-- Aim of the task --
Across the whole listing, copy out every line that includes the string "chick".

+ + + + + + +

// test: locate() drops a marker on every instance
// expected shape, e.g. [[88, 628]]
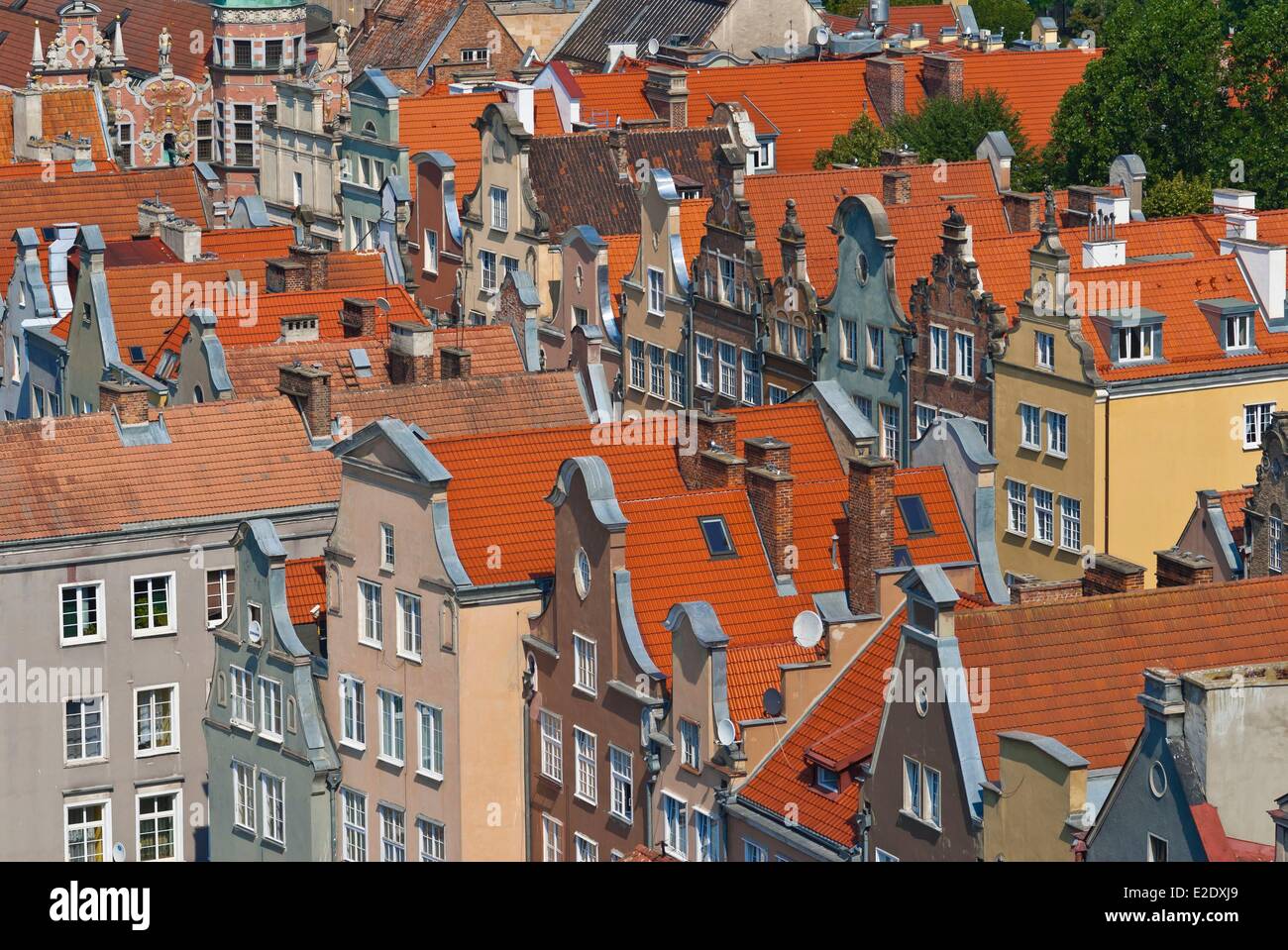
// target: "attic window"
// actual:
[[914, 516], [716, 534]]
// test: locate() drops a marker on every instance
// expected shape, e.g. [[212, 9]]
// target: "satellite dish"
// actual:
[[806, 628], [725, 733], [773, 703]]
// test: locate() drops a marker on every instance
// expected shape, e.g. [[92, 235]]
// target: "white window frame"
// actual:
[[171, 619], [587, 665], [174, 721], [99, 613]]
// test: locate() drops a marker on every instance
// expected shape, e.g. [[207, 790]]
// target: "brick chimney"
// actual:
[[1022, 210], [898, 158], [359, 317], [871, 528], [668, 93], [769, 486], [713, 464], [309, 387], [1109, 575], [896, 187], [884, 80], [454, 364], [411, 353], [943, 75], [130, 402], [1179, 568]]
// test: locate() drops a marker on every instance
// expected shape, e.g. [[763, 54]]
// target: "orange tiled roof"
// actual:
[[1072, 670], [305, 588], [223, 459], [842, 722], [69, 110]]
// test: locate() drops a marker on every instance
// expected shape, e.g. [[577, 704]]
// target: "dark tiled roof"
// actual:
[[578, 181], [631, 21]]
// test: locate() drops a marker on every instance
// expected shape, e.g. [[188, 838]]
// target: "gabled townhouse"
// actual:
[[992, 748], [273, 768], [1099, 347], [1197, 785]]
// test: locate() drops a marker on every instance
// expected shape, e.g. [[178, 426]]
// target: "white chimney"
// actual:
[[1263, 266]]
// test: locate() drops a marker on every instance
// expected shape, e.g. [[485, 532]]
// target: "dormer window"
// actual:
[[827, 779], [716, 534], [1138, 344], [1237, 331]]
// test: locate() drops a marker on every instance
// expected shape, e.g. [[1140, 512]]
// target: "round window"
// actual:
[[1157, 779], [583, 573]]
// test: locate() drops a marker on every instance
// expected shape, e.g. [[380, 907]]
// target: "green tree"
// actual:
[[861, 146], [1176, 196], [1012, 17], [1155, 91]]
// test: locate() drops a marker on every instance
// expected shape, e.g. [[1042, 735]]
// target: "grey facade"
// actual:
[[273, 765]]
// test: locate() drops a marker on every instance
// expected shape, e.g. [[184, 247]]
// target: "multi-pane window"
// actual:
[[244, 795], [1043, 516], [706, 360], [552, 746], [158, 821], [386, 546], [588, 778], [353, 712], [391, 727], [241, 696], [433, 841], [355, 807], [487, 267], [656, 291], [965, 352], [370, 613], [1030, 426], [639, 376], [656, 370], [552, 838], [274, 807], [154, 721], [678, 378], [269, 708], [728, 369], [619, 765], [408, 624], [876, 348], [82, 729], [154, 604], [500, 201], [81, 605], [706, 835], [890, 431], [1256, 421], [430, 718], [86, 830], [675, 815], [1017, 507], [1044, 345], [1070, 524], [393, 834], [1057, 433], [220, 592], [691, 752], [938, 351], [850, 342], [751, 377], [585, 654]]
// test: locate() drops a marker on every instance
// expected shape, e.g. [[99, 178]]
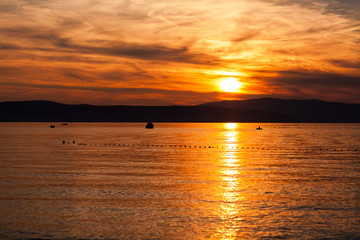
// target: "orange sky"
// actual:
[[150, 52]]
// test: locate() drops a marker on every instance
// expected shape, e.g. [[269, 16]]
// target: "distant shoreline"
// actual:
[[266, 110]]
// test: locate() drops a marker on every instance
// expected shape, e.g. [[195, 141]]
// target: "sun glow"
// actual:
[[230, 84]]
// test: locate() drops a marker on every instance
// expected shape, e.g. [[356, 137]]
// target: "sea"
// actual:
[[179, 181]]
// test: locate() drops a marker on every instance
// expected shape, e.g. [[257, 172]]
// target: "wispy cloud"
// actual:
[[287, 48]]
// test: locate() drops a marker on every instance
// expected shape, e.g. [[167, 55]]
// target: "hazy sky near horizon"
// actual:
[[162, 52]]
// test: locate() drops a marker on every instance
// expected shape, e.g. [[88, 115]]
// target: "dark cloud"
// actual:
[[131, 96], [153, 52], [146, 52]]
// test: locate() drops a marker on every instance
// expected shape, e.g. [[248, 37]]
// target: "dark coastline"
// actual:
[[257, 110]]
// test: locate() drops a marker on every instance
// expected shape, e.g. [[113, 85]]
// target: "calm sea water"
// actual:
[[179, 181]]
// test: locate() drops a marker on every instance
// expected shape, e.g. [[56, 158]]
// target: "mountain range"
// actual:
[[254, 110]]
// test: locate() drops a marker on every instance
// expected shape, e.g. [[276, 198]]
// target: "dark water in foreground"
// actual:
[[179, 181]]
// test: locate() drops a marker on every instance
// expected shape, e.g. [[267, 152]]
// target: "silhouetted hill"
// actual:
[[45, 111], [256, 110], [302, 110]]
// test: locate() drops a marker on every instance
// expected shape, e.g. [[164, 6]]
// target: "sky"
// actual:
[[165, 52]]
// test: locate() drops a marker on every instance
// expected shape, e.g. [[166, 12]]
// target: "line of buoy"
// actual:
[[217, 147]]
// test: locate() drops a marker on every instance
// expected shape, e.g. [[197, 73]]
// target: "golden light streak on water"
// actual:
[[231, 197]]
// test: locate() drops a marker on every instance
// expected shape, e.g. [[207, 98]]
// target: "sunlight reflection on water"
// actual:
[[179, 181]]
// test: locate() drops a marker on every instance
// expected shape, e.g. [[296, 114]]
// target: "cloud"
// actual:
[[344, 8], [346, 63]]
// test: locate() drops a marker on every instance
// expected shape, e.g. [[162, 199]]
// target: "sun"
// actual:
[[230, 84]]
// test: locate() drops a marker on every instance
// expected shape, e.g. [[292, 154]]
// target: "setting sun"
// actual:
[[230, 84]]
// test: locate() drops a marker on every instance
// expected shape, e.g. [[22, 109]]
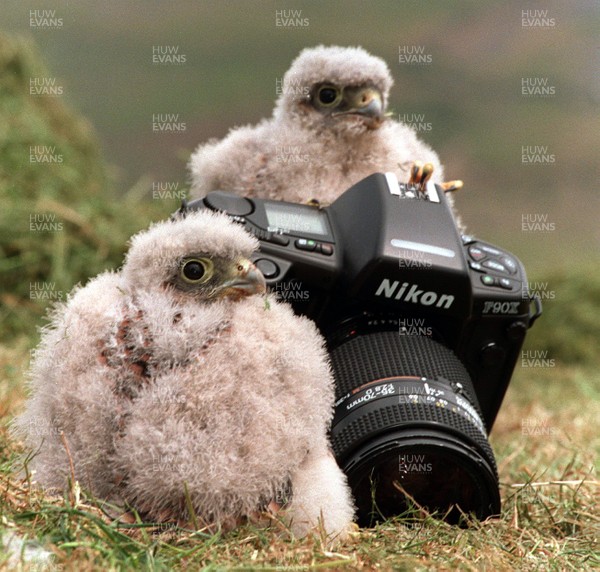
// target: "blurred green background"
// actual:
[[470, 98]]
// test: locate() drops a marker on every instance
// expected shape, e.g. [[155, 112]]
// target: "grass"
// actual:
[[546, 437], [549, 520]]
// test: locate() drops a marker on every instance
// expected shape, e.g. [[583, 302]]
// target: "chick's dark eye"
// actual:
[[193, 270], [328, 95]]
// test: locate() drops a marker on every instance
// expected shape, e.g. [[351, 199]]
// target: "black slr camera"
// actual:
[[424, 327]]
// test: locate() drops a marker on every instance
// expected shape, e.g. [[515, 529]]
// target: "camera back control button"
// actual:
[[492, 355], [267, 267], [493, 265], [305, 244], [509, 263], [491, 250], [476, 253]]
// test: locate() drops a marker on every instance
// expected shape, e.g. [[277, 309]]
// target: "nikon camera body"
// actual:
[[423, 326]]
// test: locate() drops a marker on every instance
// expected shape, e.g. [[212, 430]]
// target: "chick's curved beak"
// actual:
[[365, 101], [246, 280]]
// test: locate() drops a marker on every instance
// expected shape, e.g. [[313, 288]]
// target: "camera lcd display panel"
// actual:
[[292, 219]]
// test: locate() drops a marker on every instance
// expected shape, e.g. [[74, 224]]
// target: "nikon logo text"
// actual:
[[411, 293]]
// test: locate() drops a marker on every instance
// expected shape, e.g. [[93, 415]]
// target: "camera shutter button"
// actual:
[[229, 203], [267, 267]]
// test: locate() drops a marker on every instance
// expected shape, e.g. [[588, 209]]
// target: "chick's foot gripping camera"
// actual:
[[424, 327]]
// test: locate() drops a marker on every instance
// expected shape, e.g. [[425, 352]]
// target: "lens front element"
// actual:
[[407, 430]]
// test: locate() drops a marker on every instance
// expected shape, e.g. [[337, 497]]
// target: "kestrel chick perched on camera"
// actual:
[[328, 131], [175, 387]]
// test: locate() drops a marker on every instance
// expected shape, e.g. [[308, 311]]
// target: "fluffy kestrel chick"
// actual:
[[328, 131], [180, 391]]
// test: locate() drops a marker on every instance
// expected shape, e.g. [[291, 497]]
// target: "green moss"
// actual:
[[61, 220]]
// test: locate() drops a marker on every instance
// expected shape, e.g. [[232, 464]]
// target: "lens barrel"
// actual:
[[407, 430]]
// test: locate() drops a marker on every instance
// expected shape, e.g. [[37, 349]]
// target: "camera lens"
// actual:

+ + + + + + +

-- Task solution --
// target: "chick's dark eye"
// target: "chick's curved beak"
// target: "chick's foot gripping camera"
// target: "kestrel chick perched on camera"
// target: "fluffy kestrel chick"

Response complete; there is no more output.